§ Required work:
Copy every row below word for word, keeping the original order.

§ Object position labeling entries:
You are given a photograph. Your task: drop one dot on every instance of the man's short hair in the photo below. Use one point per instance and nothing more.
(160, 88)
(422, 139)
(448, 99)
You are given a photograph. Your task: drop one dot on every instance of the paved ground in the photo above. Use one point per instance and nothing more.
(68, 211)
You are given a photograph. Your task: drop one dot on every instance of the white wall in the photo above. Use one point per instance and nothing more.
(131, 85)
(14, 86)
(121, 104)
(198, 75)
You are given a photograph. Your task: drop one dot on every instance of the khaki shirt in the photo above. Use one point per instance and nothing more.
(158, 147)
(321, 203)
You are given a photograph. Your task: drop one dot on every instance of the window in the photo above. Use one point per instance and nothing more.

§ Task output:
You are given a photograph. Your task: drop one dot on every instance of the man's short hair in the photo below. Use one point per instance and nothing more.
(160, 88)
(422, 139)
(448, 99)
You are given a photograph. Your task: drop one dot on every instance of the paved ground in the photo above. Use one point per instance and nothing more.
(68, 211)
You are given a photograph. Your task: drop one dot on every instance of the white wall in the photo above. Use one point per instance and nothing more.
(131, 85)
(14, 86)
(121, 104)
(198, 75)
You are given a photograph. Your task: drop one dot on every instance of the khaki shirt in the photo above. Use one point per instance and nothing more.
(158, 147)
(321, 203)
You are given a photograph. Your task: drop one dot on every instance of the window in the photo above. Use one point per instance and nothing more.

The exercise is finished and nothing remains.